**INFORMATION SUPPLIED**
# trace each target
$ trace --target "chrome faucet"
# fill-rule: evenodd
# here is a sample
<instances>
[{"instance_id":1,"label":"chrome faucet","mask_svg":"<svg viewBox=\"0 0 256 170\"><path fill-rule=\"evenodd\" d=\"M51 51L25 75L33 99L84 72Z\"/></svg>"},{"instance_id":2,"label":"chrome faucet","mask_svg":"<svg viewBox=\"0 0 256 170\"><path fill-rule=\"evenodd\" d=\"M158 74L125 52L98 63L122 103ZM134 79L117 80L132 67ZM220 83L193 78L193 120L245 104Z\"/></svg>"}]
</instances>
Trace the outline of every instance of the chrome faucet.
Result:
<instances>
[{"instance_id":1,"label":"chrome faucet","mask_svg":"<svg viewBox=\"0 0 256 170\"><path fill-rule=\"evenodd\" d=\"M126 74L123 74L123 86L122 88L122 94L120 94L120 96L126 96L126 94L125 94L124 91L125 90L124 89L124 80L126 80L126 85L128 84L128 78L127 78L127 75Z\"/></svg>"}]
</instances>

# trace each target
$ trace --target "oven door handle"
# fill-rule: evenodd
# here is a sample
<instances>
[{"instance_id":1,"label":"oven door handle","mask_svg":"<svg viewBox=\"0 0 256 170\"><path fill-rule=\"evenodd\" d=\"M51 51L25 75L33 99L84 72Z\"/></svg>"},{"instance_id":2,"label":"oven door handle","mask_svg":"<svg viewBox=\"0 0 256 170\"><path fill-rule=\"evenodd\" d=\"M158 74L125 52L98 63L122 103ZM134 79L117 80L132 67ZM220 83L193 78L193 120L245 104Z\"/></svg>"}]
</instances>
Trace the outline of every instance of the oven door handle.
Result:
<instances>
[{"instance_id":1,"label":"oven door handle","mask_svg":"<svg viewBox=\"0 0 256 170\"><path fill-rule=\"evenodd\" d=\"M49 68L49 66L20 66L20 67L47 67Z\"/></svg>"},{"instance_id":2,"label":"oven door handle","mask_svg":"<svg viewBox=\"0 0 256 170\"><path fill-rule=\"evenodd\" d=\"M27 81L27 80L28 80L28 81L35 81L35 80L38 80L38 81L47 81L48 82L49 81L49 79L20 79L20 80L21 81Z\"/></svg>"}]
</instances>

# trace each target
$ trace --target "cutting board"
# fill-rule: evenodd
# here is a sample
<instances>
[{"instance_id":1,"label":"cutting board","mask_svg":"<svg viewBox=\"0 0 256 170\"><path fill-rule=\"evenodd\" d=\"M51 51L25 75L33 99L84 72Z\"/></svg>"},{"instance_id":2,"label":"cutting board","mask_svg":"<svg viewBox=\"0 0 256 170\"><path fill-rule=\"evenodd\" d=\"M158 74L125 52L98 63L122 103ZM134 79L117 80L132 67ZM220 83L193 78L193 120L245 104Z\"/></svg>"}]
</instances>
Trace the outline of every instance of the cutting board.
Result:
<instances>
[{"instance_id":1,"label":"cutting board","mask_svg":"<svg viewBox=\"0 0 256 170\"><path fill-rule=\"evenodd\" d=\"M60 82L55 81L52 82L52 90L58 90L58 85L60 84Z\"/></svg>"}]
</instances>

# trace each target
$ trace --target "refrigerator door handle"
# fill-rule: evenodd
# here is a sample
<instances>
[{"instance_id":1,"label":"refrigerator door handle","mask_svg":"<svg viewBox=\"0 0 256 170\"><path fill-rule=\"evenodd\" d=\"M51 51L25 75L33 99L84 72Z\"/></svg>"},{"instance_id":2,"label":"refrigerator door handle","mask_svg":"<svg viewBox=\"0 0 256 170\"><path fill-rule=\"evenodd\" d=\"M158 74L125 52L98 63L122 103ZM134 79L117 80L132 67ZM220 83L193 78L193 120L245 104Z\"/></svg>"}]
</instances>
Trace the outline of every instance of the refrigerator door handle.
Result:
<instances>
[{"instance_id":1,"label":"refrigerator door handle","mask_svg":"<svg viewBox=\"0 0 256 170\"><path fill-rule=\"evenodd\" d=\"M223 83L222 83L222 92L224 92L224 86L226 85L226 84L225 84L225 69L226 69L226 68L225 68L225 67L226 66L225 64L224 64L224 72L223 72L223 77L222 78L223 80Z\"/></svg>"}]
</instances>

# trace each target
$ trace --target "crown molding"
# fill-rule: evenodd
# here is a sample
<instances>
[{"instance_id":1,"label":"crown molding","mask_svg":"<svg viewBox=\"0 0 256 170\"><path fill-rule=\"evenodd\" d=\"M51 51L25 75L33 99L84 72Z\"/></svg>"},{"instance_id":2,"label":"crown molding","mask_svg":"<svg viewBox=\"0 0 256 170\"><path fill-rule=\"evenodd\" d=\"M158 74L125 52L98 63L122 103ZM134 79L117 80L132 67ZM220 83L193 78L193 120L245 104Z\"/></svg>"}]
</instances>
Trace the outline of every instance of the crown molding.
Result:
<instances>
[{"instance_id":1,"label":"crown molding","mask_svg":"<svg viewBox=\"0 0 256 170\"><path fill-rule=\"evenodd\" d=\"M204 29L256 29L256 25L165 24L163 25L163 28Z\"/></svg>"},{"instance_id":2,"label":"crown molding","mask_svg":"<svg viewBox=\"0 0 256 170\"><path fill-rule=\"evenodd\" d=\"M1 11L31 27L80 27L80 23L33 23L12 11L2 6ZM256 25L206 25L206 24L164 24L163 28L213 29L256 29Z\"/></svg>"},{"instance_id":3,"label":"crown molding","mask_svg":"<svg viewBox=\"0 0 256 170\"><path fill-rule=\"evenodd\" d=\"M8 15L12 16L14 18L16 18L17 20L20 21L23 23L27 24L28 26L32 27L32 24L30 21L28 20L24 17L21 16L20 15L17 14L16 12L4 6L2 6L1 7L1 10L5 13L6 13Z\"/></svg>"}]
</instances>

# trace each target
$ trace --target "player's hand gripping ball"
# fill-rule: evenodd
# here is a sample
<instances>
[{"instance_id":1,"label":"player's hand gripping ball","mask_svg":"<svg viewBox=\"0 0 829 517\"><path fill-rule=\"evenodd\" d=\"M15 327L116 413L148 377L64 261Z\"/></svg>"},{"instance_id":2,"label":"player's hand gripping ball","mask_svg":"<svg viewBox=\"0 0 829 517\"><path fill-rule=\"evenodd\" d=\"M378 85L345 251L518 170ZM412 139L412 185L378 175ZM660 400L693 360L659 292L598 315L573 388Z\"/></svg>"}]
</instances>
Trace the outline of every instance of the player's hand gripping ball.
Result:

**EXERCISE BRIEF**
Please output the entire listing exactly as it stands.

**FINISHED ANSWER**
# trace each target
$ trace --target "chrome faucet"
# fill-rule: evenodd
# here is a sample
<instances>
[{"instance_id":1,"label":"chrome faucet","mask_svg":"<svg viewBox=\"0 0 256 170\"><path fill-rule=\"evenodd\" d=\"M51 51L25 75L33 99L84 72Z\"/></svg>"},{"instance_id":2,"label":"chrome faucet","mask_svg":"<svg viewBox=\"0 0 256 170\"><path fill-rule=\"evenodd\" d=\"M158 74L125 52L98 63L122 103ZM134 79L117 80L132 67ZM220 83L193 78L193 120L245 104Z\"/></svg>"}]
</instances>
Trace the outline of every instance of the chrome faucet.
Result:
<instances>
[{"instance_id":1,"label":"chrome faucet","mask_svg":"<svg viewBox=\"0 0 256 170\"><path fill-rule=\"evenodd\" d=\"M126 74L123 74L123 86L122 88L122 94L120 94L120 96L126 96L126 94L125 94L124 91L125 90L124 89L124 80L126 80L126 85L128 84L128 78L127 78L127 75Z\"/></svg>"}]
</instances>

# trace each target
$ trace --target "oven door handle"
# fill-rule: evenodd
# here is a sample
<instances>
[{"instance_id":1,"label":"oven door handle","mask_svg":"<svg viewBox=\"0 0 256 170\"><path fill-rule=\"evenodd\" d=\"M51 51L25 75L33 99L84 72Z\"/></svg>"},{"instance_id":2,"label":"oven door handle","mask_svg":"<svg viewBox=\"0 0 256 170\"><path fill-rule=\"evenodd\" d=\"M158 74L125 52L98 63L122 103ZM134 79L117 80L132 67ZM220 83L193 78L193 120L245 104Z\"/></svg>"}]
</instances>
Trace the outline of every instance of the oven door handle.
Result:
<instances>
[{"instance_id":1,"label":"oven door handle","mask_svg":"<svg viewBox=\"0 0 256 170\"><path fill-rule=\"evenodd\" d=\"M49 68L49 66L20 66L20 67L47 67Z\"/></svg>"},{"instance_id":2,"label":"oven door handle","mask_svg":"<svg viewBox=\"0 0 256 170\"><path fill-rule=\"evenodd\" d=\"M27 81L27 80L28 80L28 81L35 81L35 80L38 80L38 81L47 81L48 82L49 81L49 79L20 79L20 80L21 81Z\"/></svg>"}]
</instances>

# trace each target
$ trace --target "cutting board"
# fill-rule: evenodd
# here is a sample
<instances>
[{"instance_id":1,"label":"cutting board","mask_svg":"<svg viewBox=\"0 0 256 170\"><path fill-rule=\"evenodd\" d=\"M51 51L25 75L33 99L84 72Z\"/></svg>"},{"instance_id":2,"label":"cutting board","mask_svg":"<svg viewBox=\"0 0 256 170\"><path fill-rule=\"evenodd\" d=\"M158 74L125 52L98 63L122 103ZM134 79L117 80L132 67ZM220 83L193 78L193 120L245 104Z\"/></svg>"}]
</instances>
Trace the outline of every instance of the cutting board.
Result:
<instances>
[{"instance_id":1,"label":"cutting board","mask_svg":"<svg viewBox=\"0 0 256 170\"><path fill-rule=\"evenodd\" d=\"M60 82L55 81L52 82L52 90L58 90L58 85L60 84Z\"/></svg>"}]
</instances>

# trace each target
$ trace --target "refrigerator door handle"
# fill-rule: evenodd
# here is a sample
<instances>
[{"instance_id":1,"label":"refrigerator door handle","mask_svg":"<svg viewBox=\"0 0 256 170\"><path fill-rule=\"evenodd\" d=\"M51 51L25 75L33 99L84 72Z\"/></svg>"},{"instance_id":2,"label":"refrigerator door handle","mask_svg":"<svg viewBox=\"0 0 256 170\"><path fill-rule=\"evenodd\" d=\"M158 74L125 52L98 63L122 103ZM134 79L117 80L132 67ZM220 83L193 78L193 120L245 104Z\"/></svg>"}]
</instances>
Trace the outline of every instance of the refrigerator door handle.
Result:
<instances>
[{"instance_id":1,"label":"refrigerator door handle","mask_svg":"<svg viewBox=\"0 0 256 170\"><path fill-rule=\"evenodd\" d=\"M223 83L222 83L222 92L224 92L224 86L226 85L226 84L225 84L225 69L226 69L226 68L225 68L225 67L226 66L225 64L224 64L224 72L223 72L223 77L222 78L223 80Z\"/></svg>"}]
</instances>

# trace each target
$ trace --target "crown molding"
# fill-rule: evenodd
# here is a sample
<instances>
[{"instance_id":1,"label":"crown molding","mask_svg":"<svg viewBox=\"0 0 256 170\"><path fill-rule=\"evenodd\" d=\"M51 51L25 75L33 99L84 72Z\"/></svg>"},{"instance_id":2,"label":"crown molding","mask_svg":"<svg viewBox=\"0 0 256 170\"><path fill-rule=\"evenodd\" d=\"M158 74L125 52L98 63L122 103ZM134 79L117 80L132 67ZM220 83L193 78L193 120L245 104Z\"/></svg>"}]
</instances>
Trace the outline of every instance of the crown molding.
Result:
<instances>
[{"instance_id":1,"label":"crown molding","mask_svg":"<svg viewBox=\"0 0 256 170\"><path fill-rule=\"evenodd\" d=\"M204 29L256 29L256 25L165 24L163 25L163 28Z\"/></svg>"},{"instance_id":2,"label":"crown molding","mask_svg":"<svg viewBox=\"0 0 256 170\"><path fill-rule=\"evenodd\" d=\"M1 11L31 27L80 27L80 23L33 23L12 11L2 6ZM256 25L206 25L206 24L164 24L163 28L213 29L256 29Z\"/></svg>"},{"instance_id":3,"label":"crown molding","mask_svg":"<svg viewBox=\"0 0 256 170\"><path fill-rule=\"evenodd\" d=\"M8 15L12 16L14 18L16 18L17 20L20 21L23 23L27 24L28 26L32 27L32 24L30 21L28 20L24 17L21 16L20 15L17 14L16 12L4 6L2 6L1 7L1 10L5 13L6 13Z\"/></svg>"}]
</instances>

# trace each target
$ trace --target "player's hand gripping ball"
# fill-rule: evenodd
# here is a sample
<instances>
[{"instance_id":1,"label":"player's hand gripping ball","mask_svg":"<svg viewBox=\"0 0 829 517\"><path fill-rule=\"evenodd\" d=\"M15 327L116 413L148 377L64 261Z\"/></svg>"},{"instance_id":2,"label":"player's hand gripping ball","mask_svg":"<svg viewBox=\"0 0 829 517\"><path fill-rule=\"evenodd\" d=\"M378 85L345 251L518 170ZM412 139L412 185L378 175ZM660 400L693 360L659 292L598 315L573 388Z\"/></svg>"}]
</instances>
Trace the outline of every instance of the player's hand gripping ball.
Result:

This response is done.